EXTRAIT DU TEXTE
La corruption est un fléau que connaît bien le Président Obasanjo et ceux qui, comme lui, sont allés en prison parce qu'ils ont osé défier les leaders corrompus. Ces dernières années, les journalistes, les juges et d'autres citoyens concernés, qui ont été tués en tentant de mettre à jour la corruption, l'ont malheureusement appris à leurs dépens. La corruption tue, elle renforce l'insécurité mondiale et les risques de guerre, elle augmente la pauvreté, réduit les libertés, sape les droits de l'homme et touche le commerce. L'Indice de perception de la corruption internationale, publié par Transparency International, montre que les niveaux de perception de la corruption sont élevés dans la plupart des nations du monde. Nombreux sont ceux qui peuvent raconter comment leur vie quotidienne est directement touchée par la corruption sous sa pire forme, notamment l'abus du service public à des fins personnelles. Mais les victimes ont trouvé peu d'alliés, la communauté internationale ayant ignoré ce problème pendant des années. Une nouvelle ère semble se dessiner, ce qui peut donner de l'espoir aux millions de personnes vivant dans les pays pauvres qui sont obligés de verser des pots-de-vin pour que leurs enfants aillent à l'école, des dessous-de-table aux infirmières et aux médecins pour être soignés, qui doivent traiter avec des responsables corrompus pour être approvisionnés en eau potable, qui savent que les pratiques de corruption sont leur seul recours pour obtenir gain de cause dans une affaire juridique et qu'un grand nombre d'autorités de leur pays s'enrichissent aux dépens du public qu'ils sont censés servir.

L'historien britannique Arnold Toynbee a dit que notre époque sera reconnue pour avoir été « une époque où la société humaine a osé envisager la santé de la race humaine comme un objectif concret ». La nouvelle Convention contre la corruption est un pas concret dans cette direction. Ses objectifs, énoncés dans l'article 1 consistent à promouvoir et renforcer les mesures afin de prévenir et de combattre la corruption de manière plus efficace; promouvoir, faciliter et soutenir la coopération internationale et l'assistance technique dans la prévention de la corruption et dans la lutte contre la corruption, y compris dans la restitution des biens et promouvoir l'intégrité, la responsabilité et la gestion juste des affaires et des biens publiques.

TRAVAIL DEMANDÉ
- a) Pour chacune des affirmations suivantes, indiquez par oui ou par non si elle concorde avec l'extrait sur la corruption, en citant à l'identique les mots qui tranchent : (i) l'Indice de perception de la corruption est publié par Transparency International ; (ii) la communauté internationale se préoccupe de ce problème depuis des années ; (iii) les objectifs de la Convention sont énoncés dans l'article 2.
- b) Selon l'extrait sur la corruption, à qui doit-on la phrase sur « la santé de la race humaine » ?
Les entrées n'ont aucun lien avec l'extrait sur la corruption.

DONNÉES EXTRAITES
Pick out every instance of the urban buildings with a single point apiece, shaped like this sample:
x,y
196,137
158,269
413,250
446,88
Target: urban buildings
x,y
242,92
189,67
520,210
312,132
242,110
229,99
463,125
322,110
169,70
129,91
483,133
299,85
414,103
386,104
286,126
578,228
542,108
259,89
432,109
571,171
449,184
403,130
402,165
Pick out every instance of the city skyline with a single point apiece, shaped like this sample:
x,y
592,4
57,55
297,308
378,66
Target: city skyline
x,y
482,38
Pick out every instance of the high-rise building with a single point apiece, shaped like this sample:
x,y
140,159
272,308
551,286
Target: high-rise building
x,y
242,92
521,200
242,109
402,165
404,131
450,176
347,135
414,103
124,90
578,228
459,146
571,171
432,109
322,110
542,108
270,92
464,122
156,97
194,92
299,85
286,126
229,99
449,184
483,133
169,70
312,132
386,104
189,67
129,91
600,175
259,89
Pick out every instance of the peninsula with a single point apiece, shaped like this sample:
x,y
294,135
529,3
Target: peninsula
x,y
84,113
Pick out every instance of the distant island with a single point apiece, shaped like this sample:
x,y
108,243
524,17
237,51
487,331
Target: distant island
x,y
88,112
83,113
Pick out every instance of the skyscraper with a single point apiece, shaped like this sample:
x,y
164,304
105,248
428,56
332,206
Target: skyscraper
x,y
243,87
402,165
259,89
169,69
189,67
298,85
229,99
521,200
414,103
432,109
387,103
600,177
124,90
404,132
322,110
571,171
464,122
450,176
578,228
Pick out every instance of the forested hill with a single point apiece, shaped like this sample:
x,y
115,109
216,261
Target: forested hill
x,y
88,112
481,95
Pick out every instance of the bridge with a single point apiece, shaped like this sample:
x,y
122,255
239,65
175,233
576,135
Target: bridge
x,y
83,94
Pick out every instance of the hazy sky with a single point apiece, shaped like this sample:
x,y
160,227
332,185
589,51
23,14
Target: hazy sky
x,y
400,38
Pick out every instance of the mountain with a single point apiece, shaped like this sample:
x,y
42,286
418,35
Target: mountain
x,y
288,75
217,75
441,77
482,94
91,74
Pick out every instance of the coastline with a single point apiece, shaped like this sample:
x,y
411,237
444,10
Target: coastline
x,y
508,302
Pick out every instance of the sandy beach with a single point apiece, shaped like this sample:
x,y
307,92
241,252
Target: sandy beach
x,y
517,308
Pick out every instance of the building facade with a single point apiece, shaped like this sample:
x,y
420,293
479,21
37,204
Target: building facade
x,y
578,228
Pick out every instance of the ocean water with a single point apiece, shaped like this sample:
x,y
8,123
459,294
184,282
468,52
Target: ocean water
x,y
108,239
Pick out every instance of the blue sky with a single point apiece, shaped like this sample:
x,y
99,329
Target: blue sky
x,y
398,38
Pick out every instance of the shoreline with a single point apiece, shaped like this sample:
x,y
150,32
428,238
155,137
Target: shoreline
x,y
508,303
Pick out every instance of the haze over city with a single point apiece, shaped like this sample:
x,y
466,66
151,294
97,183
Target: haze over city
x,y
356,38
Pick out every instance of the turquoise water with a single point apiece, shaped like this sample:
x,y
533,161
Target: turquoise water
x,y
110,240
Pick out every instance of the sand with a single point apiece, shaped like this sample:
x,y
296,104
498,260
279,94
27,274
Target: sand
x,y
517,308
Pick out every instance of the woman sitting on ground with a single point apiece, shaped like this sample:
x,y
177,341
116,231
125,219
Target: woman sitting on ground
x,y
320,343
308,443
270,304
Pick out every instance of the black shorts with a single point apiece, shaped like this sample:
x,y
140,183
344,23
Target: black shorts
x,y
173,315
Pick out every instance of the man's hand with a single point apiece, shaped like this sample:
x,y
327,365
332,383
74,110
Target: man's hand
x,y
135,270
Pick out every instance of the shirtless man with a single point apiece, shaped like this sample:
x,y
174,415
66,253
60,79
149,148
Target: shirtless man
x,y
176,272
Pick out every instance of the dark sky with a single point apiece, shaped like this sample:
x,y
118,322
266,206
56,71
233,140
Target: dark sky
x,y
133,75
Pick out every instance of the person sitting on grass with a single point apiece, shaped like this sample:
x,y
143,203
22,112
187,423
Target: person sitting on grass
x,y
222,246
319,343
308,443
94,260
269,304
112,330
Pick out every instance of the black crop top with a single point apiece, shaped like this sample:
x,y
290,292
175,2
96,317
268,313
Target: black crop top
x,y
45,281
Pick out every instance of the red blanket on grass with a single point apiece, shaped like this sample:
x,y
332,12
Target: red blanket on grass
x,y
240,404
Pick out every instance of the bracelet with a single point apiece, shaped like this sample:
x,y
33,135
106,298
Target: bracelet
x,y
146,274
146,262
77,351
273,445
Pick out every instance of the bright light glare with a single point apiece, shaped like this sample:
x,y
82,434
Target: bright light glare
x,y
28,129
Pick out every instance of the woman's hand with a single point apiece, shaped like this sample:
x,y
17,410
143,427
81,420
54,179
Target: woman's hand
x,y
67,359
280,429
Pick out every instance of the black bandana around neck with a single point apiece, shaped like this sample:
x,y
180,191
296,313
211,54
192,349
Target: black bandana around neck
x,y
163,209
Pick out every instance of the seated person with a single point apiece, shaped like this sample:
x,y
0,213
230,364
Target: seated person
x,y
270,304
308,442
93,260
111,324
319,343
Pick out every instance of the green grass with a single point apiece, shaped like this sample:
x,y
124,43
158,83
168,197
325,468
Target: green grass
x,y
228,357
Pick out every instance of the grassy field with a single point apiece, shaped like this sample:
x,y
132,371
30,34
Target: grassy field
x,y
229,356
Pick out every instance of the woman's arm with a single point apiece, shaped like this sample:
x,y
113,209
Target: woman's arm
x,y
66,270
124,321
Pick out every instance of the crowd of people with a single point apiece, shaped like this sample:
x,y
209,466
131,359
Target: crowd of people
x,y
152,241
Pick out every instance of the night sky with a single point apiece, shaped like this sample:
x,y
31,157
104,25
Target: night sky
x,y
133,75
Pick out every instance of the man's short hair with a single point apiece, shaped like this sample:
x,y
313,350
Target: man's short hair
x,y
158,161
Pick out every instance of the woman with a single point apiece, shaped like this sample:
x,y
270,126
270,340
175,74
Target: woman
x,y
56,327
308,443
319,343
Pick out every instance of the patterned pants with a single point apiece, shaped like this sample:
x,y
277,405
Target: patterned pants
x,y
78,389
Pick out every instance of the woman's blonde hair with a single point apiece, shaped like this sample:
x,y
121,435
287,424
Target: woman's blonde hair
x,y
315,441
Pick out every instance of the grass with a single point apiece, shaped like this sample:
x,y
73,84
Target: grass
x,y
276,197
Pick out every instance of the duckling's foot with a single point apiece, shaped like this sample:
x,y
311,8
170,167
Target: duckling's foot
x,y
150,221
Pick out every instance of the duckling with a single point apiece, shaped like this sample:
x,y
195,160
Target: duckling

RÉPONSES COMPLÈTES
- a)
(i) Oui : « L'Indice de perception de la corruption internationale, publié par Transparency International ».
(ii) Non : « la communauté internationale ayant ignoré ce problème pendant des années ».
(iii) Non : « Ses objectifs, énoncés dans l'article 1 ».

- b) À l'historien britannique Arnold Toynbee.